• [What is being asked]:
Look for the word "below" in the records, and copy each line where it appears.

• [Dataset entries]:
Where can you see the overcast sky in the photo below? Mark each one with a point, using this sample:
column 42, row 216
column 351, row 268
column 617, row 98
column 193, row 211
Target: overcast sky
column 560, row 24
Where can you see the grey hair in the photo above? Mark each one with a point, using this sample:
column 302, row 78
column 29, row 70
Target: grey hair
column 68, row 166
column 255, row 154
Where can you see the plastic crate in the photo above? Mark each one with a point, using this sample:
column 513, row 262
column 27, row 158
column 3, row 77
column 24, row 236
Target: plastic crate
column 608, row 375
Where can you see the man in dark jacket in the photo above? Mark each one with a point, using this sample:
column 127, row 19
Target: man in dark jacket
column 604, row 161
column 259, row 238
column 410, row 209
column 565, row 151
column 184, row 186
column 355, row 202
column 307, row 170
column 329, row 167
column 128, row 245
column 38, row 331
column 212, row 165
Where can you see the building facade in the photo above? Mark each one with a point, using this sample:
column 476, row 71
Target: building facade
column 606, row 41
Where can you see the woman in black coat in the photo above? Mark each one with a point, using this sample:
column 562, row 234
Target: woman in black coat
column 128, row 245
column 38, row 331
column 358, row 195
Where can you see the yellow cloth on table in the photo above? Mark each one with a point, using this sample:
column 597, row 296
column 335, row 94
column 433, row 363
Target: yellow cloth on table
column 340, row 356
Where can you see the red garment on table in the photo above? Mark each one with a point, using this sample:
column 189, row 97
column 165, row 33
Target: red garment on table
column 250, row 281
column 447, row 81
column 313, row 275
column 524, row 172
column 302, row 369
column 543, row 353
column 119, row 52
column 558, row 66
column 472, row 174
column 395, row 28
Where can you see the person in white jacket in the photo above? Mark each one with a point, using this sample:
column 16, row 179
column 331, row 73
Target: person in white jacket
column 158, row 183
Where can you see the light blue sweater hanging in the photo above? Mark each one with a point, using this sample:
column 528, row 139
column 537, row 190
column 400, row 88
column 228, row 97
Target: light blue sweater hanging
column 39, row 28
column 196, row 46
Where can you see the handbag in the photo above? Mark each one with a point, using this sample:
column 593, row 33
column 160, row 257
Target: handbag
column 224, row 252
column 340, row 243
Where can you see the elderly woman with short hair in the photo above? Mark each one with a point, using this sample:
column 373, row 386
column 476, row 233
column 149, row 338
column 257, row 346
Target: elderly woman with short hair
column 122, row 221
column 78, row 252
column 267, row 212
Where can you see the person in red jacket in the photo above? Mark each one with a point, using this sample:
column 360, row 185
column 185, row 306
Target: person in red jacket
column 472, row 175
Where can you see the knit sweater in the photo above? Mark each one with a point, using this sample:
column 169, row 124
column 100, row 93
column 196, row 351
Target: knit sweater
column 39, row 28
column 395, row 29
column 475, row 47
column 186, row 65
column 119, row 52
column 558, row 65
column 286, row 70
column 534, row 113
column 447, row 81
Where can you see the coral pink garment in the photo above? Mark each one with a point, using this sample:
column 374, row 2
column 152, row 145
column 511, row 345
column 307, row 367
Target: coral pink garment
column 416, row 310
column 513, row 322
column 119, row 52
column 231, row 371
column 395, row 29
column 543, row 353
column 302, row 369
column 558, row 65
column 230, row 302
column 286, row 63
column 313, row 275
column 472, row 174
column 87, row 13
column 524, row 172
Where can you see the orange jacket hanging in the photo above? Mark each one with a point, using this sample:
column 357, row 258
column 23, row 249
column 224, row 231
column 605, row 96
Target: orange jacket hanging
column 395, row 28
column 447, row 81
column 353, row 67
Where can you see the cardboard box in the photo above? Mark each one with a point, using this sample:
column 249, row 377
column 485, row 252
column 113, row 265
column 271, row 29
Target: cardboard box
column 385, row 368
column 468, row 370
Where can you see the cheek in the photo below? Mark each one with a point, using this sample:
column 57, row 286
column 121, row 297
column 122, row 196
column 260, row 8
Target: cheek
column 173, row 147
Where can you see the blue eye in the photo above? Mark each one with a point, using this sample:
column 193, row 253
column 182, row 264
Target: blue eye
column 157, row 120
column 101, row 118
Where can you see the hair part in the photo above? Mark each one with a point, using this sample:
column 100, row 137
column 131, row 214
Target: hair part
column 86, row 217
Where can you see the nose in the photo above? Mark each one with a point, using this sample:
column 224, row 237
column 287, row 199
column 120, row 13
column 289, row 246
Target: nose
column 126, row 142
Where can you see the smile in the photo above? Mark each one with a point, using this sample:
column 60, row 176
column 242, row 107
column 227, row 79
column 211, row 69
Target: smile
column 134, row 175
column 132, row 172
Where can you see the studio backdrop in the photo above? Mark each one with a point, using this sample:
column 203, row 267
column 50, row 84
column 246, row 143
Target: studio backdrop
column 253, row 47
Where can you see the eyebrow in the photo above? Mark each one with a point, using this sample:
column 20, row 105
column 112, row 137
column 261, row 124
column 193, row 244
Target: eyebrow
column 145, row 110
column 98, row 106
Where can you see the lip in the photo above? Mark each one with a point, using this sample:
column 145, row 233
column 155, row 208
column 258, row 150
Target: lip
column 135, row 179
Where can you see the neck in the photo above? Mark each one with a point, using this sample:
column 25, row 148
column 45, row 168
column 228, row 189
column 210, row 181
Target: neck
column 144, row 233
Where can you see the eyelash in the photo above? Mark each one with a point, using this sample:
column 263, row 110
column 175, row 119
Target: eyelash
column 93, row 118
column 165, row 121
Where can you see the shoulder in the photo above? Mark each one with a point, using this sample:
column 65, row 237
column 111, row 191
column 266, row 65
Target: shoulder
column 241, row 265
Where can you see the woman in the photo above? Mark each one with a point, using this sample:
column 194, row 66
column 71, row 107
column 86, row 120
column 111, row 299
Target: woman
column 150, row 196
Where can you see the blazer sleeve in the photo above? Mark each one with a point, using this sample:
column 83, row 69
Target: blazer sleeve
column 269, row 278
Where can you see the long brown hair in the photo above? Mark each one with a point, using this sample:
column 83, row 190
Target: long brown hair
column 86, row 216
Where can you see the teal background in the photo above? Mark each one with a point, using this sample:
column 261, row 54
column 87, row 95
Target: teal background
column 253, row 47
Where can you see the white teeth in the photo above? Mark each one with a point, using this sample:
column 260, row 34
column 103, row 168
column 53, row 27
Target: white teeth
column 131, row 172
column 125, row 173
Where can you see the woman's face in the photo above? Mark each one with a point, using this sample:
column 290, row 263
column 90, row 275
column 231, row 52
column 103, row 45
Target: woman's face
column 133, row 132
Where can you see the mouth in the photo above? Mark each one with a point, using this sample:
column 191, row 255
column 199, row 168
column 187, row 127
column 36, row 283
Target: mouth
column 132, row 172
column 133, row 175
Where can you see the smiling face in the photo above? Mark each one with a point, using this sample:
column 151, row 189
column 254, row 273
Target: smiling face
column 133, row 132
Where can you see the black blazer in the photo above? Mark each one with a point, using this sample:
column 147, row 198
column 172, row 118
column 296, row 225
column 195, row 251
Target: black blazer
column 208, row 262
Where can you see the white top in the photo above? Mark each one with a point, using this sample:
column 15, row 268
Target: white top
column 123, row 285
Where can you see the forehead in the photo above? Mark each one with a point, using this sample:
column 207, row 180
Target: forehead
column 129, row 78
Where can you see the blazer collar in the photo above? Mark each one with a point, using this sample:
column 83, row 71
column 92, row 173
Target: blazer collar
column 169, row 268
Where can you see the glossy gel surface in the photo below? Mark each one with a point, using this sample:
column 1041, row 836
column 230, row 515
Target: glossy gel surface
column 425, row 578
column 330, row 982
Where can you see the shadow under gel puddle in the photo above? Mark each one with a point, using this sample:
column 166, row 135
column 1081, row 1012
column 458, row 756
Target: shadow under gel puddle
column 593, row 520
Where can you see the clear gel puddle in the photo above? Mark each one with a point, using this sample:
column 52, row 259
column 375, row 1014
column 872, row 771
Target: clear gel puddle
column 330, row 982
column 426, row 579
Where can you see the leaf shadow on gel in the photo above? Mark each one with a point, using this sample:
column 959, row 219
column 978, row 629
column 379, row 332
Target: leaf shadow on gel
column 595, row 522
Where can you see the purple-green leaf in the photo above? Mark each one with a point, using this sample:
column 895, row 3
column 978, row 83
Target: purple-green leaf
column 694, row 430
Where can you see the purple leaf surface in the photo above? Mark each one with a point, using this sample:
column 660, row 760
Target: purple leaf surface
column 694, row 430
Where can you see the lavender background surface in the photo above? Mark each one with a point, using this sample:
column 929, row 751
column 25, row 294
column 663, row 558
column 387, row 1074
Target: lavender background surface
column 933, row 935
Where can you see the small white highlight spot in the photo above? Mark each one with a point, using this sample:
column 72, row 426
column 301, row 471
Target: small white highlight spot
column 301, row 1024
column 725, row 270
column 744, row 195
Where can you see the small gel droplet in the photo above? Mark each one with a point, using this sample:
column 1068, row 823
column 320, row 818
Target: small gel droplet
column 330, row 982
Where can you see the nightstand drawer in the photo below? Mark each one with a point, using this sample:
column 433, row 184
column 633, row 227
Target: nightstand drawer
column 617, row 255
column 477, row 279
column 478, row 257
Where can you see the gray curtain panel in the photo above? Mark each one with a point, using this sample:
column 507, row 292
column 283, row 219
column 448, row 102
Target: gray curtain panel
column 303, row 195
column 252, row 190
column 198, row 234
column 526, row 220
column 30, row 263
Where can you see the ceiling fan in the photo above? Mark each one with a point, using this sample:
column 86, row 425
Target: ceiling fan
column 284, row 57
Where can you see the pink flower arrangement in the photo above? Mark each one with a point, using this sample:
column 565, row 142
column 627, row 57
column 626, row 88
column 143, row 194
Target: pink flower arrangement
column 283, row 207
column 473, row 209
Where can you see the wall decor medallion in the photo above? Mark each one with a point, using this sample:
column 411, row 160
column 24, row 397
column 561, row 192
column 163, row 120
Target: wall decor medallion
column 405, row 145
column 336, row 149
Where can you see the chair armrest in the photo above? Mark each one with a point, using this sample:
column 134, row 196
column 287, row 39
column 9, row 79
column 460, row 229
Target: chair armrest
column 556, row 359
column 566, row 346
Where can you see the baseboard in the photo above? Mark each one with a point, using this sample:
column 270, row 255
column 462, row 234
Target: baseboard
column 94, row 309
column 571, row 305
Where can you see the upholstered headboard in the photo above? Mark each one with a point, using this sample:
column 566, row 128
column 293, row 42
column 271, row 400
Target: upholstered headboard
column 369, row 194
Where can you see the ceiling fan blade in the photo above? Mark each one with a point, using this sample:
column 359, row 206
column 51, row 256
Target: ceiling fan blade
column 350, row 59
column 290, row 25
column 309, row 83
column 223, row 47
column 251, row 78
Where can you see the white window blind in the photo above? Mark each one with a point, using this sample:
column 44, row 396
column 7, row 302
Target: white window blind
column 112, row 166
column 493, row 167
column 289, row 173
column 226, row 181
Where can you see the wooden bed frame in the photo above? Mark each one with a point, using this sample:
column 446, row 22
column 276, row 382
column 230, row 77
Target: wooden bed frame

• [Final answer]:
Where can you see the overcast sky in the photo below? Mark each one with a point, using this sample:
Where can you see the cheek in the photo below? Mark each one with a point, using this sample:
Where can you see the glossy gel surface in the photo below? Mark each one with a point, using this sample:
Where can you see the nightstand drawer in the photo below? Mark each one with a point, using this sample:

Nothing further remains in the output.